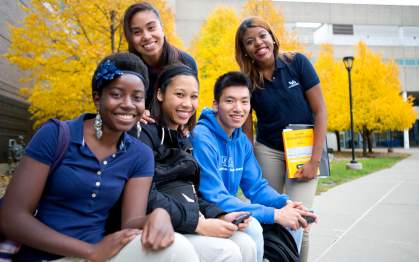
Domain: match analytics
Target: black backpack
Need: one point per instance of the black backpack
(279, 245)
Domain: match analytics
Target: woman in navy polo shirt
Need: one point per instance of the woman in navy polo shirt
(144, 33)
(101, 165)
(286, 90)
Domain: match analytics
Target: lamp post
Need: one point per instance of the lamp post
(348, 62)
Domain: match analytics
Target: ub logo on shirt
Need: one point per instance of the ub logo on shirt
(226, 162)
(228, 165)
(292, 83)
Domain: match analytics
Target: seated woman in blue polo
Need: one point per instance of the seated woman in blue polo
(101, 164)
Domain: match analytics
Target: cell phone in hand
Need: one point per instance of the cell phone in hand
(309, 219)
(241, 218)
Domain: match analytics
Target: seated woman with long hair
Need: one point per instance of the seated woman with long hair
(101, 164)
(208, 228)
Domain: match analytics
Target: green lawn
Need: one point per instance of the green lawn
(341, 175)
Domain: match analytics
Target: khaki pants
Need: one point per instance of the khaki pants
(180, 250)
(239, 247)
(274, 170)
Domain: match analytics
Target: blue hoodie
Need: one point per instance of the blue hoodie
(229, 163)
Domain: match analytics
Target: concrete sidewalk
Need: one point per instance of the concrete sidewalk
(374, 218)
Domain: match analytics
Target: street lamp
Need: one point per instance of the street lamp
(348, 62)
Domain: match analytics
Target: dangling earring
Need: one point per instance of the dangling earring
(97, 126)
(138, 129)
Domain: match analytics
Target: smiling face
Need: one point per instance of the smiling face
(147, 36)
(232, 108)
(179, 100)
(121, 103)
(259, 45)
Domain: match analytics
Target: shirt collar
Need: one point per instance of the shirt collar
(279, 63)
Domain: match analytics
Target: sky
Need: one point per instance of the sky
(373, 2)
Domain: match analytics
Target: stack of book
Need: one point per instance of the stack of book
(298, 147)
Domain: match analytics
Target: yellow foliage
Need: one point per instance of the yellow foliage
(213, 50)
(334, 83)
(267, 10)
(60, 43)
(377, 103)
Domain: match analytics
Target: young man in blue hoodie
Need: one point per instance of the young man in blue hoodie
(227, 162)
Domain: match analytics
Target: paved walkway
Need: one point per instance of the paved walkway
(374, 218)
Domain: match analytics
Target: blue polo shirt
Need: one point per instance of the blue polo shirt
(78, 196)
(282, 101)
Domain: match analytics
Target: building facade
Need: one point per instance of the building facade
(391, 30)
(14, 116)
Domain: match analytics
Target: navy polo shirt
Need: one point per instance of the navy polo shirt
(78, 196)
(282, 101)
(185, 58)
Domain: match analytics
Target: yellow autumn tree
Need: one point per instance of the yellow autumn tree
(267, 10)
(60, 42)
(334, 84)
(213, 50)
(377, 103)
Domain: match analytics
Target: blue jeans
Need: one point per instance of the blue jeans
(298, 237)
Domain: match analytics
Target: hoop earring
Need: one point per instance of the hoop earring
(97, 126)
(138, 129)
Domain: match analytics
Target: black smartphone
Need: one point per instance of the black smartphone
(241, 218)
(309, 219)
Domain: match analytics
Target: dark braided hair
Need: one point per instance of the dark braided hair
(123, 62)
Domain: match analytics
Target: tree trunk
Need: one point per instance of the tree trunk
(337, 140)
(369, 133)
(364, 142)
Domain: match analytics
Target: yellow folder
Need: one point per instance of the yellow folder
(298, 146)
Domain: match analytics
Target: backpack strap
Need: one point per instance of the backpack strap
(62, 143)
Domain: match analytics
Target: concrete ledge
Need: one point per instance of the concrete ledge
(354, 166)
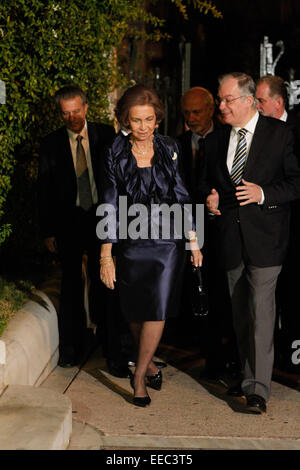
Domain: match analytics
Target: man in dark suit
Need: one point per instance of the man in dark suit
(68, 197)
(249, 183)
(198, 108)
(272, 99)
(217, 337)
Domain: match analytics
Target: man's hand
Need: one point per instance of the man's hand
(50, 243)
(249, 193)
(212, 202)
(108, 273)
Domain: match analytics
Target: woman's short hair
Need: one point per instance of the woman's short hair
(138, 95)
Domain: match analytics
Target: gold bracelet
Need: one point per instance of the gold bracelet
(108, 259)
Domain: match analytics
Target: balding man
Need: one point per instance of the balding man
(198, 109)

* _WHAT YOU SHOULD DO_
Pictures are excluded; copy every other part of the records exactly.

* _TASK RESULT_
Domain: match analytics
Target: black backpack
Need: one point per instance of the black backpack
(279, 245)
Domain: match analytics
Target: woman in navy polo shirt
Need: one point per instance of the woman in navy polo shirt
(144, 33)
(101, 165)
(286, 90)
Domain: match analytics
Target: lamp post
Need: one point per instance of the lamp post
(348, 62)
Domain: match analytics
Target: ub logo on shirt
Need: one point per instance of the ub logo on shirt
(226, 162)
(228, 165)
(292, 83)
Domain: match analytics
Target: seated woman in blue polo
Need: one point per instance of the seated woman in blue polo
(101, 164)
Domain: match analytics
Target: cell phone in hand
Need: one point per instance of the cell phone in hand
(309, 219)
(241, 218)
Domain: match analytics
Target: seated woman with long hair
Need: one point per instance of the seated woman with long hair
(101, 164)
(208, 228)
Domain: match analytics
Target: green lawn
Need: one point per instance of the green lawn
(341, 175)
Domain: match analytics
Target: khaki pants
Need: one point per instance of the khaki pants
(180, 250)
(239, 247)
(274, 170)
Domain: match analytics
Target: blue hoodie
Need: one point per instance of the blue hoodie
(229, 163)
Domain: match analytics
Target: concrete sidewalk
Need: one point per instance of the concrete sidewalk
(374, 218)
Domain: match analytics
Target: street lamp
Need: one point per instance of the street lamp
(348, 62)
Domain: match analytics
Target: dangling earring
Need: one point per instance of the dangling earring
(97, 126)
(138, 129)
Domain: match analytics
Target: smiling face
Need: one point per instance of the smiling face
(147, 36)
(232, 108)
(179, 100)
(121, 103)
(259, 45)
Domain: match analytics
Target: shirt collar
Need: one point per instance of the shirt collar
(279, 63)
Domain: match analytics
Target: sky
Need: one point per instance of the sky
(373, 2)
Domain: match analytics
Target: stack of book
Need: one point per instance of the stack of book
(298, 147)
Domain: match analytics
Target: yellow foliage
Need: one point per instance of the yellow foliage
(213, 50)
(334, 83)
(267, 10)
(60, 43)
(377, 103)
Domain: match analytics
Target: young man in blue hoodie
Need: one point per instance of the young man in blue hoodie
(227, 162)
Domain: match analytics
Target: paved walkway
Need: one point per instance of the paved walkway
(374, 218)
Domain: match analytics
Target: blue polo shirt
Need: one point per instance of the blue polo shirt
(78, 196)
(282, 101)
Domain: match analytics
Target: building facade
Need: one point per instance of the building facade
(391, 30)
(14, 116)
Domain: match analytics
Target: navy polo shirt
Need: one point per instance of the navy polo shirt
(78, 196)
(282, 101)
(185, 58)
Domain: match analytics
Target: yellow autumn tree
Need: one point per instance of the yellow autumn tree
(267, 10)
(60, 42)
(334, 84)
(213, 50)
(377, 103)
Domain: match analytics
Target: blue jeans
Need: one point per instance of the blue jeans
(298, 237)
Domain: match analytics
Target: hoop earring
Need: one point per instance of the hoop earring
(97, 126)
(138, 129)
Domain: match analytics
Target: black smartphone
Need: one point per instance of the black smartphone
(241, 218)
(309, 219)
Domain: match analytics
Target: dark braided hair
Need: one point per instance of the dark braided hair
(123, 62)
Domain: match analytics
Target: tree trunk
Need: one point per instance of the tree trunk
(337, 140)
(369, 133)
(364, 142)
Domain: match analytics
Target: yellow folder
Need: one point per instance of the yellow folder
(298, 146)
Domain: match analytics
Target: backpack strap
Need: one point per instance of the backpack strap
(62, 143)
Domain: match analytics
Target: concrete ledge
Need: one point per instance of the concrete ledge
(354, 166)
Domain: match analytics
Target: man in dark suit
Need: one point per instance of the man in dark suit
(68, 197)
(249, 183)
(198, 108)
(272, 99)
(217, 337)
Domain: match analytics
Target: man's hand
Need: one point per instance of the man's hand
(50, 243)
(249, 193)
(212, 202)
(108, 273)
Domain: match analytics
Target: woman's short hair
Need: one point per instance of the woman's short hair
(138, 95)
Domain: match analytics
Target: gold bracelet
Need: one point per instance of the gold bracelet
(108, 259)
Domain: match analytics
Target: balding man
Need: one point per instance of the balding man
(198, 109)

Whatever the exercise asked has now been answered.